> **Problem statement**: Your answer should be the records below, written out exactly.

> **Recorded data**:
Start of Block

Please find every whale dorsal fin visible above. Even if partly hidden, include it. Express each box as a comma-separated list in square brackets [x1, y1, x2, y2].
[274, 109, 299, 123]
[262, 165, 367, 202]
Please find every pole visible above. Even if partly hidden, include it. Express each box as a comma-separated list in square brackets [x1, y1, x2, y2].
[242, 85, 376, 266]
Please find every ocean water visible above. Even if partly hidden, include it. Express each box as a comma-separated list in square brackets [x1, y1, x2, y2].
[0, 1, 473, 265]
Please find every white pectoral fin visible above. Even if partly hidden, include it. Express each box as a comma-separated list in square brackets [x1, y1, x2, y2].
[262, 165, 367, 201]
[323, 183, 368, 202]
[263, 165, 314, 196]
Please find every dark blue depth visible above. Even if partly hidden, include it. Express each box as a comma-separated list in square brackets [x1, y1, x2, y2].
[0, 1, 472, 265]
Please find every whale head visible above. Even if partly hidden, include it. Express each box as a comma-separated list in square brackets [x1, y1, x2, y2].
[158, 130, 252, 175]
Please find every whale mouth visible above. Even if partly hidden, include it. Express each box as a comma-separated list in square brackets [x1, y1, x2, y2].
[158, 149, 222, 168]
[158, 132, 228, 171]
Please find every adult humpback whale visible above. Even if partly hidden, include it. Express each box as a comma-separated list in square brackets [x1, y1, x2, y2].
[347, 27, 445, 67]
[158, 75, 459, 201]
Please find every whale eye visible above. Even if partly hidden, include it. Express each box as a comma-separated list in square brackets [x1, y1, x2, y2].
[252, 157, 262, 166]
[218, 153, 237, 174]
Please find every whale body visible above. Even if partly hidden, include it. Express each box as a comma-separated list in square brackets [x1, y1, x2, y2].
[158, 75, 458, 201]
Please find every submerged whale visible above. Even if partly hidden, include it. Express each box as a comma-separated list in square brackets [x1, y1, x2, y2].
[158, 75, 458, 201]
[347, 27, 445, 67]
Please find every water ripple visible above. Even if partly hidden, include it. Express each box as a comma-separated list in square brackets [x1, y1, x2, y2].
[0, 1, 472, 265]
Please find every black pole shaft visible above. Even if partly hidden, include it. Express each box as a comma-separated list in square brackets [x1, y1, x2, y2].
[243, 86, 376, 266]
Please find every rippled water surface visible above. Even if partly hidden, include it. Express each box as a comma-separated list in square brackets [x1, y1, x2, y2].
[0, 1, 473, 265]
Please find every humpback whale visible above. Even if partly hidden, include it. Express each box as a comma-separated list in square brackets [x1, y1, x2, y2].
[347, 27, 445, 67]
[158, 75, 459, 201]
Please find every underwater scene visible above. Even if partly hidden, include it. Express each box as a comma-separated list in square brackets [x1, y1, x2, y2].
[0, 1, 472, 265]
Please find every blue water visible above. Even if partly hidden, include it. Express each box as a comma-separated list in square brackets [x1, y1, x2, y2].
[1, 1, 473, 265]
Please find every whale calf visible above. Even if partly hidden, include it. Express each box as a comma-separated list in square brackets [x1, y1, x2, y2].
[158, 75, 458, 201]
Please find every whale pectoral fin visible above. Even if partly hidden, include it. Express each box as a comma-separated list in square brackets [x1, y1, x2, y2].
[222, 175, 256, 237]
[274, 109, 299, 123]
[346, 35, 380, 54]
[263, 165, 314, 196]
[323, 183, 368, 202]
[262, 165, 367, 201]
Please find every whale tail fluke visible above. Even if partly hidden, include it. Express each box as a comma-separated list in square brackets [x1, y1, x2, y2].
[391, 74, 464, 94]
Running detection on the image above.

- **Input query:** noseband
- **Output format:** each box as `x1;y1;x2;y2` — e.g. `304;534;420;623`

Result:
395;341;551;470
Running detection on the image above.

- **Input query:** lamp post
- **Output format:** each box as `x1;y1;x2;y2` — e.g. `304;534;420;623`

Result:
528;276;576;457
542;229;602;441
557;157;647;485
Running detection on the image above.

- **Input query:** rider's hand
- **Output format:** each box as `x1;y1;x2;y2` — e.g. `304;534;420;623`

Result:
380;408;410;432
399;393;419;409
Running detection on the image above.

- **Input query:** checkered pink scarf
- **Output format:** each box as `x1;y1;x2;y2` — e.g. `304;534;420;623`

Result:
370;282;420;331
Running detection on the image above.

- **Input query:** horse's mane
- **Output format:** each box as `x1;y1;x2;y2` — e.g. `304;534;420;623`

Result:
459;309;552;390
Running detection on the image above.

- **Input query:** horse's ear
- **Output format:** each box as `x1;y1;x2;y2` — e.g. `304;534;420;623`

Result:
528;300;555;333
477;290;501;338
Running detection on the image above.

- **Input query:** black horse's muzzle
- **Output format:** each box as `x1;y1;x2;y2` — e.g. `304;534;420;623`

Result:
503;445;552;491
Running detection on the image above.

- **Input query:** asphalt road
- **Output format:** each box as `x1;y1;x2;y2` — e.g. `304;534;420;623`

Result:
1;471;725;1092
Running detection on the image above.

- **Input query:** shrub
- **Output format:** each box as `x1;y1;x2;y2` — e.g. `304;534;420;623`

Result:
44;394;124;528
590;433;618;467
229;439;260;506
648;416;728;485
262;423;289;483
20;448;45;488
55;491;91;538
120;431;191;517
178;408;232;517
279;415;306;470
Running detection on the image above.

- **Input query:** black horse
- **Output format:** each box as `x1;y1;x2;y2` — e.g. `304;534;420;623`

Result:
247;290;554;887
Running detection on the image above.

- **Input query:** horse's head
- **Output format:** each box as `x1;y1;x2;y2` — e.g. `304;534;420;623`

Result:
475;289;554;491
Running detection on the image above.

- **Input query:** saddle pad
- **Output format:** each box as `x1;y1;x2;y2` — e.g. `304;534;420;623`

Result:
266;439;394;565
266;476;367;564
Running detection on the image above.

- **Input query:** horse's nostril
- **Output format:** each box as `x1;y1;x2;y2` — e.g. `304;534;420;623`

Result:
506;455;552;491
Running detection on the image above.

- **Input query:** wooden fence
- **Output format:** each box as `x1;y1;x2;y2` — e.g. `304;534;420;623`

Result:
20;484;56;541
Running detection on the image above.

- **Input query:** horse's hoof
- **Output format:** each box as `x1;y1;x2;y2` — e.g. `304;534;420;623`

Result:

End of Block

> **Exercise answer**:
Please find every whale dorsal fin visible above. Even if partly hidden, include it. Express each box as a comma-separated list in square brackets [x1, y1, x2, y2].
[274, 109, 299, 123]
[262, 165, 367, 202]
Please find every pole visible above. Even if partly hidden, include it. Express each box as a comma-separated list in square brackets [x1, y1, x2, y2].
[242, 85, 376, 266]
Please find every ocean water visible above. Even if partly hidden, include it. Express each box as a comma-separated list in square brackets [x1, y1, x2, y2].
[0, 1, 473, 265]
Please find every white pectoral fin visible above. Even if partly hidden, include it. Express each box as a comma-separated list in square brackets [x1, y1, x2, y2].
[262, 165, 367, 201]
[323, 183, 368, 202]
[263, 165, 314, 196]
Please find every dark blue depth visible above. Even if partly hidden, include it. Express each box as a comma-separated list in square brackets [x1, y1, x2, y2].
[0, 1, 472, 265]
Please find every whale head visible above. Even if partly hidden, include it. Express each box as a comma-separated list in square brackets [x1, y1, x2, y2].
[158, 130, 252, 175]
Please find every whale mouth visible above. Even if partly hidden, include it. Express each box as a comma-separated list in square brackets [x1, y1, x2, y2].
[158, 149, 222, 168]
[158, 132, 228, 171]
Please find every adult humpback whale visible above. Even if partly hidden, include it. Express each box as a comma-separated list in square brackets [x1, y1, x2, y2].
[347, 27, 445, 67]
[158, 75, 459, 201]
Please find every whale eye visible above. Even if partly hidden, include it. Express each box as a comma-separated list in square brackets [x1, y1, x2, y2].
[252, 157, 262, 166]
[218, 153, 237, 174]
Please find every whale body visible above. Even if partly hidden, include it. Express each box as a comma-separated list in square brackets [x1, y1, x2, y2].
[158, 75, 458, 201]
Please find every submerged whale visible above. Even if partly hidden, include it. Express each box as a comma-separated list in square brackets [x1, y1, x2, y2].
[158, 75, 458, 201]
[347, 27, 445, 67]
Please find every water ripple visible above. Even if partly hidden, include it. Express each box as a comma-separated list in square brackets [x1, y1, x2, y2].
[0, 1, 472, 265]
Please find every black pole shaft visible above. Even if partly hidden, include it. Express each box as a comma-separated list in square brackets [x1, y1, x2, y2].
[243, 86, 376, 266]
Please find every rippled water surface visible above. Even if partly hidden, include it. Express each box as a comma-separated list in square brackets [x1, y1, x2, y2].
[0, 1, 473, 265]
Please find every humpback whale visible above. Even if partly hidden, include it. Express each box as a comma-separated list in square brackets [x1, y1, x2, y2].
[347, 27, 445, 67]
[158, 75, 459, 201]
Please find every underwater scene visible above. Even if partly hidden, include it. Express each box as a comma-separated list in square brackets [x1, y1, x2, y2].
[0, 1, 472, 265]
Please find every blue water visible above. Even if partly hidden, include it. Express each box as a comma-separated list in square brackets [x1, y1, x2, y2].
[1, 1, 473, 265]
Please find every whale calf visible above. Even if partly hidden, include it. Express each box as a comma-separated list in square brackets [x1, y1, x2, y2].
[158, 75, 458, 201]
Please find every whale pectoral fin visible above. Even if partly hidden, include it. Express each box as a comma-separated list in square brackets [x1, y1, x2, y2].
[222, 175, 256, 237]
[274, 109, 299, 123]
[346, 35, 380, 54]
[263, 165, 314, 196]
[323, 183, 368, 202]
[262, 165, 367, 201]
Please find every whale tail fluke visible above. Even if partly hidden, include it. Express each box as a comma-separated list in square brackets [x1, y1, x2, y2].
[391, 74, 464, 94]
Running detection on the image above.

- **Input query:** noseband
- **Output format:** each box as `x1;y1;x2;y2` — e.g. `304;534;420;623`

Result:
395;341;551;470
Running detection on the image above.

- **Input query:** lamp post
- **Output format:** each box as `x1;y1;x2;y2` — e.g. `304;534;420;623`

Result:
528;276;576;457
542;229;602;441
557;157;647;485
Running detection on the image above.

- **Input query:** rider's hand
- **Output format:** each box as `x1;y1;x2;y2` — e.g. `304;534;420;623`

Result:
380;408;410;432
399;393;419;409
Running detection on the image above.

- **Input query:** checkered pink scarf
- **Output format:** each box as `x1;y1;x2;y2` — e.g. `304;534;420;623`

Result:
370;282;420;331
Running detection on the image above.

- **Input query:** horse's mane
- **Output format:** each box as `x1;y1;x2;y2` — e.g. `304;534;420;623`

Result:
459;309;552;390
Running detection on the image above.

- **Input query:** horse's ear
- **Output format:** each box as `x1;y1;x2;y2` — e.g. `304;534;420;623`

Result:
528;300;555;333
477;290;501;338
Running detection on the image above.

- **Input query:** black horse's muzzle
- **Output format:** each box as `x1;y1;x2;y2` — e.g. `304;534;420;623`

Result:
503;445;552;491
Running detection on the image above.

- **Input query:** asphalt road
- **Output format:** each box as `x1;y1;x2;y2` — e.g. `304;534;420;623`

Result:
1;471;725;1092
Running detection on the image above.

- **Input query:** shrub
- **Output format:** each box as `x1;y1;x2;y2` — e.g. `304;534;420;623`

Result:
44;394;124;528
590;433;618;467
229;439;260;506
648;416;728;485
262;423;289;483
20;448;45;488
55;491;91;538
120;431;191;517
178;408;232;517
279;415;306;470
Running detection on the image above.

- **Input query:** black horse
- **Output format:** each box as `x1;y1;x2;y2` — e.g. `304;534;420;623`

Result:
247;290;554;887
Running detection on the image above.

- **Input query:** horse's head
- **Output format:** each box as `x1;y1;x2;y2` — e.g. `304;534;420;623`

Result:
475;289;554;491
Running detection on the image above.

- **Input query:** saddle pad
- **Output format:** each box as `x1;y1;x2;y2` — e.g. `304;534;420;623`

Result:
266;439;394;565
266;476;367;564
Running detection on the image above.

- **Input query:** horse's nostril
- **Output format:** each box as `x1;y1;x2;y2` — e.g. `304;534;420;623`

Result:
506;455;552;491
Running detection on the image above.

- **Input query:** wooden fence
- **Output format:** each box as `x1;y1;x2;y2` — e.g. `304;534;420;623`

Result:
20;484;56;541
Running detection on the image above.

- **Input query:** horse's hoof
- **Output format:** each box as `x1;y1;x2;y2` — e.g. `304;534;420;623`

Result:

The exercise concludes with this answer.